◆ WHAT TO PRODUCE: Every entry is to be set down a second time, precisely as written.

====== EXERCISE MATERIALS

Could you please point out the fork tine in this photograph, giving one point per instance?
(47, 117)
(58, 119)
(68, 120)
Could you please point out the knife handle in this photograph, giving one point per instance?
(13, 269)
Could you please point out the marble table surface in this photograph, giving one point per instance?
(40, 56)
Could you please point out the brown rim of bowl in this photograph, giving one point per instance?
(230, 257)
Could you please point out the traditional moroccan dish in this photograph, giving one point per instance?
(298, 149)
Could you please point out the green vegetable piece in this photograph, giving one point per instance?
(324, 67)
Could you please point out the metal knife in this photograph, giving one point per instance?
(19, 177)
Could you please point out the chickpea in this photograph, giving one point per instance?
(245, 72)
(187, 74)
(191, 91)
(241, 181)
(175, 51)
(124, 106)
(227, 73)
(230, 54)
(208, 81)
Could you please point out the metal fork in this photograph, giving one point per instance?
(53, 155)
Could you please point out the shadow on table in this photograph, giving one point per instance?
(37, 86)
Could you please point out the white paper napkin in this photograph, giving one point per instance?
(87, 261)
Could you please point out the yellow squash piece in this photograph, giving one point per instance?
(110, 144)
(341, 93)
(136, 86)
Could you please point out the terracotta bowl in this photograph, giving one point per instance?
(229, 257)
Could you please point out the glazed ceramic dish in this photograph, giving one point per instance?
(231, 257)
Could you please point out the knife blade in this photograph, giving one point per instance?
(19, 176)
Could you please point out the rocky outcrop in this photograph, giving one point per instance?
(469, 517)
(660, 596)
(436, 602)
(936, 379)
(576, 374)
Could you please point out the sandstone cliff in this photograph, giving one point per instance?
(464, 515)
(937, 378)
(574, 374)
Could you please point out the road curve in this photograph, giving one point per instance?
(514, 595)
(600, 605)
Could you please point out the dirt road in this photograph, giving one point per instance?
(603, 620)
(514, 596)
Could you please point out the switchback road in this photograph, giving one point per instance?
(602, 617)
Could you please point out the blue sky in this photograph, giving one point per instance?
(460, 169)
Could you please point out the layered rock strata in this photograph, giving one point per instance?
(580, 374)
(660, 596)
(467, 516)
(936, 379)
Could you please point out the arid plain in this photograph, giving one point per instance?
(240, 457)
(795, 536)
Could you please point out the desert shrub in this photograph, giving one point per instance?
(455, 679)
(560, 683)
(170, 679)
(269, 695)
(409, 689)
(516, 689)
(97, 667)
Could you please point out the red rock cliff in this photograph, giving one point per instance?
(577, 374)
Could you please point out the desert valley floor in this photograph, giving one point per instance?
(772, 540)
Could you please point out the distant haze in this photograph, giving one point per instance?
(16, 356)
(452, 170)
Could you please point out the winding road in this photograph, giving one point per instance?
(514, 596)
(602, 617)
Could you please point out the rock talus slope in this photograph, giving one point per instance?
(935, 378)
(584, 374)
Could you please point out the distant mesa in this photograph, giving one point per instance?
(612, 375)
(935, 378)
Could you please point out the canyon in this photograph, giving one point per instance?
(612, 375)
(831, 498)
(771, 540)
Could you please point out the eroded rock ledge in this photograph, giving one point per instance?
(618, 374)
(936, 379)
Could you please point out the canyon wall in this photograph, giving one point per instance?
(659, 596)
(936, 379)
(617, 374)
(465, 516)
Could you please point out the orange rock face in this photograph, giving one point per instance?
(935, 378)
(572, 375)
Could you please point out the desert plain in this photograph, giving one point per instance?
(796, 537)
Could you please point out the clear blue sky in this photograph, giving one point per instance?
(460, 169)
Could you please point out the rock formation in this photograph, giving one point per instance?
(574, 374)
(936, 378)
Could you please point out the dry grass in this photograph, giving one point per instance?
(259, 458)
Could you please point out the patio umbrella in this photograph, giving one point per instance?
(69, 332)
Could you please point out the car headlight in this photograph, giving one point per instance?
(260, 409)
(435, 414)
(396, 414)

============

◆ FINISHED TASK:
Could you please point out the fork tine in this photograph, giving one point per instance?
(47, 117)
(58, 119)
(68, 120)
Could you please point out the knife handle in this photograph, giving one point per instance?
(13, 269)
Could you please point out the marble table surface in this photograph, giving one point per instance?
(40, 56)
Could you please point out the brown rim of bowl in this photograph, giving one point per instance?
(230, 257)
Could you please point out the traditional moroccan dish in this photograph, giving one point per instance?
(298, 149)
Could you please point out the green vegetable piece in this photograph, giving one point per instance?
(324, 67)
Could you please point out the metal knife in this photograph, giving one point per instance?
(19, 177)
Could you please point out the chickpea in this photograph, giving one point per instance?
(245, 72)
(187, 74)
(191, 91)
(241, 181)
(175, 51)
(124, 106)
(227, 73)
(230, 54)
(208, 81)
Could you please point out the metal fork in this photograph, giving one point per instance?
(53, 155)
Could you please point out the shadow on table in this photograph, giving one point per instance?
(37, 86)
Could you please point out the white paper napkin in this photograph, giving one point per instance?
(87, 261)
Could you please point out the yellow squash piece in this photograph, giving one point per instance?
(110, 144)
(341, 93)
(136, 86)
Could you please point out the terracotta bowl in this photograph, giving one point per instance?
(229, 257)
Could you please point out the glazed ceramic dish in this photograph, giving one point per instance?
(231, 257)
Could you please point out the knife blade in this photograph, giving one point per instance?
(19, 176)
Could you please point out the rocky outcrop in this photograph, giving one point per instance?
(469, 517)
(660, 596)
(436, 602)
(936, 379)
(576, 374)
Could you please point out the sandstone cliff in this photograph, giving one point per instance?
(464, 515)
(937, 378)
(574, 374)
Could you please point out the road curve in this photograph, giving one point per instance?
(514, 595)
(600, 605)
Could you please point out the dirt road in this photograph, giving one point per instance?
(603, 620)
(514, 596)
Could you please point out the switchback road in this photograph, giving one point per instance?
(602, 617)
Could you please point out the blue sky in this photograph, giving one point per instance?
(460, 169)
Could you please point out the layered rock strata in this photograph, giving one point per instance?
(580, 374)
(660, 596)
(467, 516)
(936, 379)
Could you please point out the arid plain in this photograph, giving one point per instance?
(240, 457)
(795, 536)
Could you please point out the desert shrub in this photograph, giving one point per instance?
(455, 679)
(560, 683)
(170, 679)
(269, 695)
(409, 689)
(516, 689)
(97, 667)
Could you please point out the red rock cliff in this photograph, giving one point per instance?
(577, 374)
Could you please point out the desert valley floor in this photograph, giving one point per instance?
(772, 540)
Could you please point out the distant haze in this photograph, giving one point per instance?
(16, 356)
(452, 170)
Could you please point out the winding road in this photograph, giving one point per instance?
(514, 596)
(602, 617)
Could you please point out the rock talus slope in this photograph, giving one point per instance?
(935, 378)
(584, 374)
Could you please point out the distant mesa in this photograph, giving one point per instance?
(612, 375)
(935, 378)
Could you please point out the canyon in this photograph, giving one point per instance?
(612, 375)
(831, 498)
(771, 540)
Could you please point out the eroded rock ledge in this photograph, giving one point per instance?
(618, 374)
(936, 379)
Could you please point out the canyon wall in this photograph, giving one point per instance?
(659, 596)
(936, 379)
(617, 374)
(465, 516)
Could you please point out the orange rock face in this photograph, giving one point per instance?
(935, 378)
(572, 375)
Could you please point out the desert plain in this photograph, giving one point per instance?
(796, 537)
Could you please point out the clear blue sky in this photograph, giving one point per instance?
(460, 169)
Could you please point out the rock formation in this photograph, giving one point per instance?
(574, 374)
(936, 378)
Could you please point out the dry grass in this photograph, giving one point per instance?
(259, 458)
Could you please point out the patio umbrella in this photograph, giving one point per instance?
(69, 332)
Could you please point out the car headlight in this photograph, giving one point per instance?
(260, 409)
(435, 414)
(396, 414)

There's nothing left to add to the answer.